• _SUPPLIED MATERIAL_
>> START

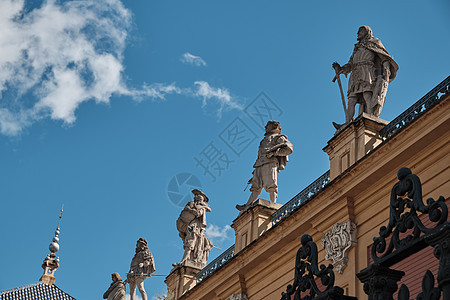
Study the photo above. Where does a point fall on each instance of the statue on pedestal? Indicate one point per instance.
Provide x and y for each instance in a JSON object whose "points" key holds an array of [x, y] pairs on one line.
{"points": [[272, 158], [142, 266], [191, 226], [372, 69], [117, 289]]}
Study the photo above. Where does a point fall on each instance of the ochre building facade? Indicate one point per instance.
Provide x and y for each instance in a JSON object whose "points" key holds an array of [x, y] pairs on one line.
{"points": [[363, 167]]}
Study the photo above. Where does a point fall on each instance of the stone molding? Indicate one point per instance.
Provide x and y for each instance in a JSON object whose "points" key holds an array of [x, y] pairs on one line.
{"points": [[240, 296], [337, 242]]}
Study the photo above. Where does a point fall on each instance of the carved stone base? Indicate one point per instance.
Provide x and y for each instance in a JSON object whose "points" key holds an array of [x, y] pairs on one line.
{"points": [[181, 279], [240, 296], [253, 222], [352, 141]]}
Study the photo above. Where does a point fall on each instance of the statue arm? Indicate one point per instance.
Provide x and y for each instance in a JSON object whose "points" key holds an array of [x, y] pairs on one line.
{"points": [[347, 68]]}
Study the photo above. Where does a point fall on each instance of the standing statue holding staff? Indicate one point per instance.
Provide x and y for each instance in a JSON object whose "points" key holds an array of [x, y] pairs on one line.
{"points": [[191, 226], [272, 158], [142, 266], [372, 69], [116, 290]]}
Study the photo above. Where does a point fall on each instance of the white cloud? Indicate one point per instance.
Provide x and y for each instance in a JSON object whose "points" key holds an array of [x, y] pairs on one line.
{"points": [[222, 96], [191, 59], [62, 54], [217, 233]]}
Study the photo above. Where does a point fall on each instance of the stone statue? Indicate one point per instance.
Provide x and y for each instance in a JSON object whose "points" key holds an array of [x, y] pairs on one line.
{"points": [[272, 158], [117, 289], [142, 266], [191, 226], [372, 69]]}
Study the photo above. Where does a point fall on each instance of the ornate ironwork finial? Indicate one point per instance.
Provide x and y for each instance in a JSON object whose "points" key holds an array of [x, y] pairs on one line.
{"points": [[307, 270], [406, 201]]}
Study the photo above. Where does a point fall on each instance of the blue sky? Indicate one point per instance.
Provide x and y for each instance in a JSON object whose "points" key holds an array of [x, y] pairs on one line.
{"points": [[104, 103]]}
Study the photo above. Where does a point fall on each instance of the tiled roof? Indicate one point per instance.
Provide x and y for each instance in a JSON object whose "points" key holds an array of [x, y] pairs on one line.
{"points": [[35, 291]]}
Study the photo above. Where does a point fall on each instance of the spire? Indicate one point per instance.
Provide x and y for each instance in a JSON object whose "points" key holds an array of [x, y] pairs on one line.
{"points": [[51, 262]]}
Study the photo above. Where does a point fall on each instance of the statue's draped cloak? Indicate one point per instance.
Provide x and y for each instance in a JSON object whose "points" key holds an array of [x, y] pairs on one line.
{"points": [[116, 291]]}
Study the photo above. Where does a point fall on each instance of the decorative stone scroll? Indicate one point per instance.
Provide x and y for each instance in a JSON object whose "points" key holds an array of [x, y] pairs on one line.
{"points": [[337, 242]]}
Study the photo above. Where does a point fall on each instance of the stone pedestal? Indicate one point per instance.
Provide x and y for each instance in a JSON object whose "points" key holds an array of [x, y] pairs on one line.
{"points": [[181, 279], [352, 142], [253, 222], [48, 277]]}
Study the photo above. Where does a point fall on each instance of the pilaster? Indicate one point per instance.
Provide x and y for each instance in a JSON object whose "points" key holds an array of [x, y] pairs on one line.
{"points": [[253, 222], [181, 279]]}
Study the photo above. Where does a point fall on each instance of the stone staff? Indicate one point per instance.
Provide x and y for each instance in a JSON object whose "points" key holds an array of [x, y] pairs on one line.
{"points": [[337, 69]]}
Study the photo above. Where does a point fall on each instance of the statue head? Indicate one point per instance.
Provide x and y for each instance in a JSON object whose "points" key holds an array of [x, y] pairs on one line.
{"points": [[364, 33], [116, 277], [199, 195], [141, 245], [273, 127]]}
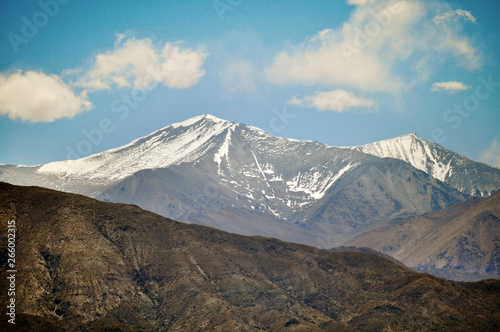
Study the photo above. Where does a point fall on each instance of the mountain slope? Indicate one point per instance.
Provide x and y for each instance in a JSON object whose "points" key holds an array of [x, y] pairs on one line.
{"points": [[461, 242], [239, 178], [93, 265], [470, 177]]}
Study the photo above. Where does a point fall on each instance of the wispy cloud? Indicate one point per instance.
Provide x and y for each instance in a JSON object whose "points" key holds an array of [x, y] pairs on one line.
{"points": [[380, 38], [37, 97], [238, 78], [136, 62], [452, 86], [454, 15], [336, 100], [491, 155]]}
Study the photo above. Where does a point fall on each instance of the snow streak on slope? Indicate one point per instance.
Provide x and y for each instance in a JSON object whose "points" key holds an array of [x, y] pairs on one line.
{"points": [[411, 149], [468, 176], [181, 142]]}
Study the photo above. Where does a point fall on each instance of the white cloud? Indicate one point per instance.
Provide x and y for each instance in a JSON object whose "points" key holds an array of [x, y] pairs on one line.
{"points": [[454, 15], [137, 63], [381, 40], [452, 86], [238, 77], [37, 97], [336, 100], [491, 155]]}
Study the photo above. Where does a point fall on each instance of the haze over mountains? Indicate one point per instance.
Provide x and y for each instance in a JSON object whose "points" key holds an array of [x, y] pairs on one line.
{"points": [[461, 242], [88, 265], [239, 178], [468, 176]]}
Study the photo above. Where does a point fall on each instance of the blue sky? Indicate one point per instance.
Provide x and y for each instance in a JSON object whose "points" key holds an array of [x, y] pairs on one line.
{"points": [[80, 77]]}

>> END
>> START

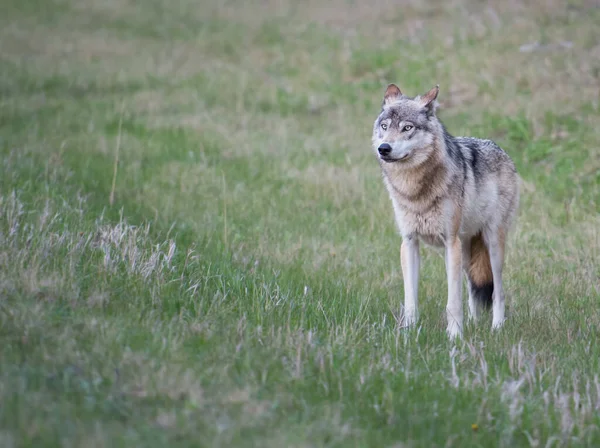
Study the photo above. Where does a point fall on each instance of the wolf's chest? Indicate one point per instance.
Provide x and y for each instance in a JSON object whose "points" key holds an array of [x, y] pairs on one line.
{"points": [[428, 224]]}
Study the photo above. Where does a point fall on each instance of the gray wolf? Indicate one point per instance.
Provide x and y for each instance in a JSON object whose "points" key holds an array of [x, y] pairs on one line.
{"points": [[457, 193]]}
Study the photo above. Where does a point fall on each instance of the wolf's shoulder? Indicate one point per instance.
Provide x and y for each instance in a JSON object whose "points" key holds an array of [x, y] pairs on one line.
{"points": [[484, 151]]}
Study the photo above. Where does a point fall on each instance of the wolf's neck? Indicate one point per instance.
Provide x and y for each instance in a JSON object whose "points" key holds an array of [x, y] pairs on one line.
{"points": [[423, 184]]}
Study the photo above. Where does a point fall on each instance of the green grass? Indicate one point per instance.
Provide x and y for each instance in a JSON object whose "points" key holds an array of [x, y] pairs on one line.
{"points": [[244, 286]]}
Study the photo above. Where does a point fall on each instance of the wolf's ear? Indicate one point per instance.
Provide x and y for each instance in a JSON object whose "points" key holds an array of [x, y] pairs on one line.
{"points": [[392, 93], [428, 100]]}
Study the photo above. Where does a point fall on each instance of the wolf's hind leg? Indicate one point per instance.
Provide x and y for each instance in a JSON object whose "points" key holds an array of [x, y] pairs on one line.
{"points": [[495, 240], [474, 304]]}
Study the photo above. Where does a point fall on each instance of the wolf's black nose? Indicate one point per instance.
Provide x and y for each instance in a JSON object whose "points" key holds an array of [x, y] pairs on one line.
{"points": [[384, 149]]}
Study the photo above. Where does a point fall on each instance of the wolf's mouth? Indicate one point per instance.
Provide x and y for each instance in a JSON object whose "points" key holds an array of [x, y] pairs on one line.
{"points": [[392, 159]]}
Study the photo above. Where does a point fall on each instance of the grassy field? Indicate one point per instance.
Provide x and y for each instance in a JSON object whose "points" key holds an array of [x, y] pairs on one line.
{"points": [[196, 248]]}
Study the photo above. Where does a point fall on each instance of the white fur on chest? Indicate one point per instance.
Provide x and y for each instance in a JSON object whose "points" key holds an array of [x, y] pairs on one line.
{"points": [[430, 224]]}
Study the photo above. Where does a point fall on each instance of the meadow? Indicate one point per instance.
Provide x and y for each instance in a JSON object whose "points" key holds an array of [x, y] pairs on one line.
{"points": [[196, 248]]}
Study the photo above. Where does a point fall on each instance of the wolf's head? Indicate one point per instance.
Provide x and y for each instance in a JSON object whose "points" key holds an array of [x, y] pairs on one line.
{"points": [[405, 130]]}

>> END

• _PROBLEM TO WORK ON_
Please show every line from above that contains the word "chest".

• _ANSWER BELOW_
Study the photo above. Where does a point fall on each instance of the wolf's chest? Indicate one point per instance.
Study the photo above. Where does a point fall on each instance of the white fur on chest? Indicate one point per instance.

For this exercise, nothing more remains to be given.